-- start of Material for this exercise --
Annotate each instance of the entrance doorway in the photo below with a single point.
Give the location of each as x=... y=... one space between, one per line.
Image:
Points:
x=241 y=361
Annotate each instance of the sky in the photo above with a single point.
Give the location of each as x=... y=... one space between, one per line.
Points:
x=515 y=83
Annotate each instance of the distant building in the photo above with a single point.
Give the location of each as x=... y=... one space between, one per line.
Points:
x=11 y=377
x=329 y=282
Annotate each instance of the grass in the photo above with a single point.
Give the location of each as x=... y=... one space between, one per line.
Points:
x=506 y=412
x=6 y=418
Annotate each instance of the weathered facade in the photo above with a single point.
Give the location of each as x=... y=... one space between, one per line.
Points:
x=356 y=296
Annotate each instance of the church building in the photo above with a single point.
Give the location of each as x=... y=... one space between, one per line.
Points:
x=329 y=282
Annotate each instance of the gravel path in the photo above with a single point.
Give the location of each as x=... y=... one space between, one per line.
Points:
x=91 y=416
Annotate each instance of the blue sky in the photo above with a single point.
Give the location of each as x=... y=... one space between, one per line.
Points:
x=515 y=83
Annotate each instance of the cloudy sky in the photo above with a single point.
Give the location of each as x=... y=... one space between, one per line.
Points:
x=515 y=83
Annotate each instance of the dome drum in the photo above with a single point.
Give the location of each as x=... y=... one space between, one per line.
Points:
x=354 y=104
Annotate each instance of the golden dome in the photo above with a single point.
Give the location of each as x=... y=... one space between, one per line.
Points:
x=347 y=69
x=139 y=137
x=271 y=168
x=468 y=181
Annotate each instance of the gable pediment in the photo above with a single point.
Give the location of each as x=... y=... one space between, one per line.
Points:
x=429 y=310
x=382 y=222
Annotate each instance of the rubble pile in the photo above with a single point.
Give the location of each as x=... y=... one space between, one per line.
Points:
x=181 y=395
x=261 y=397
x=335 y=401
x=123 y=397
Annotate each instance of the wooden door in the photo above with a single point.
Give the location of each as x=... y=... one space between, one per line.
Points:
-- end of Material for this exercise --
Output every line of the items above as a numbered list, skipping any blank lines.

**Answer to the task**
1. Annotate each instance of the entrance doorway in the photo below with a single point.
2. Give the location of each as x=... y=... one space between, one per line.
3. Image:
4. Points:
5. x=241 y=361
6. Annotate each instance of the sky in the photo above with a single point.
7. Give the location of each as x=... y=... one space between, one per line.
8. Points:
9. x=515 y=83
10. Annotate each instance of the distant building in the photo above with a single point.
11. Give the location of each as x=... y=... one space between, one per line.
12. Points:
13. x=11 y=377
14. x=329 y=282
15. Annotate each instance of the grass in the photo above with a single point.
16. Give the location of each as x=... y=... one space between, one per line.
17. Points:
18. x=506 y=412
19. x=6 y=418
20. Annotate each instance of the weathered facade in the photo above with a single point.
21. Give the location of each as x=... y=... one space between, one per line.
22. Points:
23. x=356 y=296
24. Annotate each instance of the church building in the photo above with a single point.
25. Give the location of each as x=... y=... one space between, one per line.
26. Points:
27. x=329 y=282
28. Annotate each instance of the gravel path in the photo above with a single point.
29. Give the location of each as x=... y=... one space between, one per line.
30. Points:
31. x=91 y=416
32. Annotate each instance of the blue sky in the photo above with a single point.
33. Give the location of each as x=... y=... one space between, one per line.
34. Points:
35. x=515 y=83
36. Annotate each instance of the cloudy sky in the photo above with a single point.
37. Give the location of each as x=... y=... one space between, one per line.
38. Points:
39. x=515 y=83
40. Annotate each instance of the dome drum in the photo above with a single point.
41. Give the location of each as x=... y=... one space between, one per line.
42. Points:
43. x=354 y=104
44. Annotate each instance of the golden dome in the photo above with a single point.
45. Give the location of each as x=... y=... one space between, one per line.
46. Points:
47. x=347 y=69
48. x=139 y=137
49. x=271 y=168
50. x=468 y=181
51. Annotate each instance of the gable pediment in the photo above with a single point.
52. Give the location of each as x=... y=... one space between, one per line.
53. Points:
54. x=429 y=310
55. x=382 y=222
56. Annotate each instance of the rubble pile in the photo above with a single point.
57. Give the location of each as x=... y=... one space between, one per line.
58. Points:
59. x=181 y=395
60. x=261 y=397
61. x=335 y=401
62. x=123 y=397
63. Annotate each instance of the wooden door in the photo above with a single point.
64. Give the location of each as x=... y=... one space between, one per line.
65. Points:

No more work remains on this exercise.